> What is required
Find every line in the records below that contains the word "flower", and copy each of those lines.

> Records for this exercise
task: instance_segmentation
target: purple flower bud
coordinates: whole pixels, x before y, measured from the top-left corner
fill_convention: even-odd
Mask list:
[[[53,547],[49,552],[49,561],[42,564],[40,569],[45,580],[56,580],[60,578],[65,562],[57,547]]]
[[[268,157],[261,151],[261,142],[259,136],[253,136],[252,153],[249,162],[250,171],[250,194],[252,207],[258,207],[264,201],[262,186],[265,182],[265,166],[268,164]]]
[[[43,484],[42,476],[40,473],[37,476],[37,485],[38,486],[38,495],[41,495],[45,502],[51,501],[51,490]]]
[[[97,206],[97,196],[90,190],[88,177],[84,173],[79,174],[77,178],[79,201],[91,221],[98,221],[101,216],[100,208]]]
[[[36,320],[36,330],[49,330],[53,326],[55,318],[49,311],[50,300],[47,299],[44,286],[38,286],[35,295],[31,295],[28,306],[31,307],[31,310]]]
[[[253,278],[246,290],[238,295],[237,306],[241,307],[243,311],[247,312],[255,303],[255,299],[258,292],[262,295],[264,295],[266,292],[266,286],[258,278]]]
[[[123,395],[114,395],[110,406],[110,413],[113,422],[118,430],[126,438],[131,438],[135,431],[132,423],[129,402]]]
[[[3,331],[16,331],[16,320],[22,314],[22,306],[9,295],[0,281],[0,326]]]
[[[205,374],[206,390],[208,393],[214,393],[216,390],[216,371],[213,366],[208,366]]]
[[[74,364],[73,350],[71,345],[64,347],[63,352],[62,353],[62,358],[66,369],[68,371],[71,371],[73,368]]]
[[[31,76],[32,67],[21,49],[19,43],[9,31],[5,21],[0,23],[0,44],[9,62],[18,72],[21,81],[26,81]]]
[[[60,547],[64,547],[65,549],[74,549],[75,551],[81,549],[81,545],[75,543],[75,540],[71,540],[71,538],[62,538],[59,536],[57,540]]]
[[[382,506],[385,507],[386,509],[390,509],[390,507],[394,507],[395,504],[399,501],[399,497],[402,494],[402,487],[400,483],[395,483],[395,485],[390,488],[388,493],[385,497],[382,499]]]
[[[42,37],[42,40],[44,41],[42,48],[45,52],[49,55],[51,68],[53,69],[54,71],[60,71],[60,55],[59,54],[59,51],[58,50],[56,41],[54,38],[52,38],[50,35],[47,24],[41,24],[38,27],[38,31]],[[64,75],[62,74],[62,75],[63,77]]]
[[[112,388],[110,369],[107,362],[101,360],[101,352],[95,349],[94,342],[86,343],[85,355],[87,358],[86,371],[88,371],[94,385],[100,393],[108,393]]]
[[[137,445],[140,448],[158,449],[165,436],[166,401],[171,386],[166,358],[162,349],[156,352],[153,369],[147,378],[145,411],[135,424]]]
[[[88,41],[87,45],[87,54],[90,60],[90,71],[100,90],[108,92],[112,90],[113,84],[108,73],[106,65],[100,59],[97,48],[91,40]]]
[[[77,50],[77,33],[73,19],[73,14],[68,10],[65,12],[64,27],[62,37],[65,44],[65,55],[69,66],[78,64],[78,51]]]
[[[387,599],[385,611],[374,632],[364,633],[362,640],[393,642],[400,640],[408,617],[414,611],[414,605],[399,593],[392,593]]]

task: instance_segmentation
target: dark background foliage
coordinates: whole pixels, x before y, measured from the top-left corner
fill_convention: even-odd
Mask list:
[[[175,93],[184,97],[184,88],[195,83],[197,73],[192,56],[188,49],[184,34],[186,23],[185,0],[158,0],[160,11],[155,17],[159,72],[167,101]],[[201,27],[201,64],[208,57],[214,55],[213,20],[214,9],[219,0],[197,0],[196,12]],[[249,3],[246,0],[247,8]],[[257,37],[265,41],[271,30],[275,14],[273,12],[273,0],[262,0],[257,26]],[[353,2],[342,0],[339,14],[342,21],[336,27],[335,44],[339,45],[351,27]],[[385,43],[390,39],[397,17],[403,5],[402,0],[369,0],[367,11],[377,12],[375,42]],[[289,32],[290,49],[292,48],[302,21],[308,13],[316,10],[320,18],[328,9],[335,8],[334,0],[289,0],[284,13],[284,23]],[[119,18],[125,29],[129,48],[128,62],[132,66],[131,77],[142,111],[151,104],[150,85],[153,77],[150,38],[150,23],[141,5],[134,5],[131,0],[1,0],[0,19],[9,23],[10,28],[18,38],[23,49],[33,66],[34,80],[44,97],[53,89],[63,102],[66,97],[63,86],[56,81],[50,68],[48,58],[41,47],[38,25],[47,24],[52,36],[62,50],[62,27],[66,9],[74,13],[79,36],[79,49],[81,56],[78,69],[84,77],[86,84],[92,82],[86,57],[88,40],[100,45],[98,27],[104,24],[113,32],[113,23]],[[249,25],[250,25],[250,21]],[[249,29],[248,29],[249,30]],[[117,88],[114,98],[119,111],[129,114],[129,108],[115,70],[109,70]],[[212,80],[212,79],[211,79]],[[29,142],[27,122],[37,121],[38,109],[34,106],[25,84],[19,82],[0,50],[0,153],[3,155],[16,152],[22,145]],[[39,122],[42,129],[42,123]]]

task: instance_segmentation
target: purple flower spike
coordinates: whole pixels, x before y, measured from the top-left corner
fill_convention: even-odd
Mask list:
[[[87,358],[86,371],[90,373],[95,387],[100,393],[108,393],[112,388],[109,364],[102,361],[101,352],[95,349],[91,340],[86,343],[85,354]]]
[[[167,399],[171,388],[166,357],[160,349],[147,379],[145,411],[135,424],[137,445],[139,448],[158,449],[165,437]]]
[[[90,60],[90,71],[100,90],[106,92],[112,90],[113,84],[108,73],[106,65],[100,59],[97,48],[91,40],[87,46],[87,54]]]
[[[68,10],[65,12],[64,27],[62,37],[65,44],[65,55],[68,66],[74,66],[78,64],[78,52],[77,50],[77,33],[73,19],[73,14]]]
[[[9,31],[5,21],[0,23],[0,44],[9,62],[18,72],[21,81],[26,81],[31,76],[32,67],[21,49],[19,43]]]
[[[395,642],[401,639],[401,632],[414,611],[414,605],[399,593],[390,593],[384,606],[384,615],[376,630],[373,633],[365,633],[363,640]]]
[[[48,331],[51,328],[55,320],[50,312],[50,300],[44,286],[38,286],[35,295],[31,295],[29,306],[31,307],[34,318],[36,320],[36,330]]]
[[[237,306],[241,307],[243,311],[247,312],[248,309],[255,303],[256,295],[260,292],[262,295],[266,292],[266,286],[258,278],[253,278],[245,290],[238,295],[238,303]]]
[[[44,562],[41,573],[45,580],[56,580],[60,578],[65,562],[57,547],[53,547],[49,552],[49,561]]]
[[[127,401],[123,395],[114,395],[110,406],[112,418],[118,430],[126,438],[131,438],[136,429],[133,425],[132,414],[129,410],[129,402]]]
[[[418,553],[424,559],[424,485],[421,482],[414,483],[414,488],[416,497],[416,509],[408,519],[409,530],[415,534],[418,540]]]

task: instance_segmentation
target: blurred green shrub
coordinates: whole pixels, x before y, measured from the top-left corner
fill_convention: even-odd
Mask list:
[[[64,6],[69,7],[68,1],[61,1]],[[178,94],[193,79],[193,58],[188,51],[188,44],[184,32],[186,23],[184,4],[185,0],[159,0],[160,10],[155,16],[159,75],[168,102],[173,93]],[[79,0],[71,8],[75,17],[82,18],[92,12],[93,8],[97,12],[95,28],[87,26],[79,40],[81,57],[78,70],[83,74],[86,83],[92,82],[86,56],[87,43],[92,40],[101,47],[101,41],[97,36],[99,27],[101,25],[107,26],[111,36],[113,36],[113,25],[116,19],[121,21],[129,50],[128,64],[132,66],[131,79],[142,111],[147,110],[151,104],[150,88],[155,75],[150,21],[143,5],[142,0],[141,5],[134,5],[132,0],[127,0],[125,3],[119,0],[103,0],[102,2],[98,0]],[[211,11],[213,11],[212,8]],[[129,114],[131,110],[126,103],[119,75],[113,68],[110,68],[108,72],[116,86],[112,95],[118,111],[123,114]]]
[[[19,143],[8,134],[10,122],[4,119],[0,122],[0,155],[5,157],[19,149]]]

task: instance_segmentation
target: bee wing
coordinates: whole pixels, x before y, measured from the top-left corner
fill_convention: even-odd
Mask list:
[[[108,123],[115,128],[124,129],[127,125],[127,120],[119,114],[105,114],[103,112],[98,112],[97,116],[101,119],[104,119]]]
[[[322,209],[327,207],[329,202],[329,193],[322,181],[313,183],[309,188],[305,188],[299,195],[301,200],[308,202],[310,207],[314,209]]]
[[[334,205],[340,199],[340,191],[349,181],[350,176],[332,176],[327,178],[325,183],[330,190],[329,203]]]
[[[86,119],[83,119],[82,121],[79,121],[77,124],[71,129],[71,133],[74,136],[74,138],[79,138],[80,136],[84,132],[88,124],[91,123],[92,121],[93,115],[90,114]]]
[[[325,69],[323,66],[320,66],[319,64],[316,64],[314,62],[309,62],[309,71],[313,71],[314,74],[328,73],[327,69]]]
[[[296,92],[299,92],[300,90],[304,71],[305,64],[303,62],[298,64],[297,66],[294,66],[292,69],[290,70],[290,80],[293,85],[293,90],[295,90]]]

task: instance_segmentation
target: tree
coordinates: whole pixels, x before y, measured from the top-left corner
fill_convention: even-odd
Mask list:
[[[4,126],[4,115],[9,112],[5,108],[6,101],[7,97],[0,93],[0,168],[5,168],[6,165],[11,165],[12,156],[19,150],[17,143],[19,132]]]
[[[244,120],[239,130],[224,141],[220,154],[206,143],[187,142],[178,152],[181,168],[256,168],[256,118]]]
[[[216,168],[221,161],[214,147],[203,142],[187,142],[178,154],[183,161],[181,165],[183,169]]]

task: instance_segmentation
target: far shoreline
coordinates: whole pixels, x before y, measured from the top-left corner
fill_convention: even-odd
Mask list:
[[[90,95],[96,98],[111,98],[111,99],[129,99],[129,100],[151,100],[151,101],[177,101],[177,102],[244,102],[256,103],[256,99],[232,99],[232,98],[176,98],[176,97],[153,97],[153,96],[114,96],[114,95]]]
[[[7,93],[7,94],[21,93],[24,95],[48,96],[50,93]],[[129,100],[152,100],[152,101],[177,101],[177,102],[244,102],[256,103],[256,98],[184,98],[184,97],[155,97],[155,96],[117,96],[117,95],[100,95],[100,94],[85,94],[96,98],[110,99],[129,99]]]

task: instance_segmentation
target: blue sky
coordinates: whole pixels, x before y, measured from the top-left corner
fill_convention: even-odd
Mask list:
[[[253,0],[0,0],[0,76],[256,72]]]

> Exercise output
target: purple flower bud
target: purple flower spike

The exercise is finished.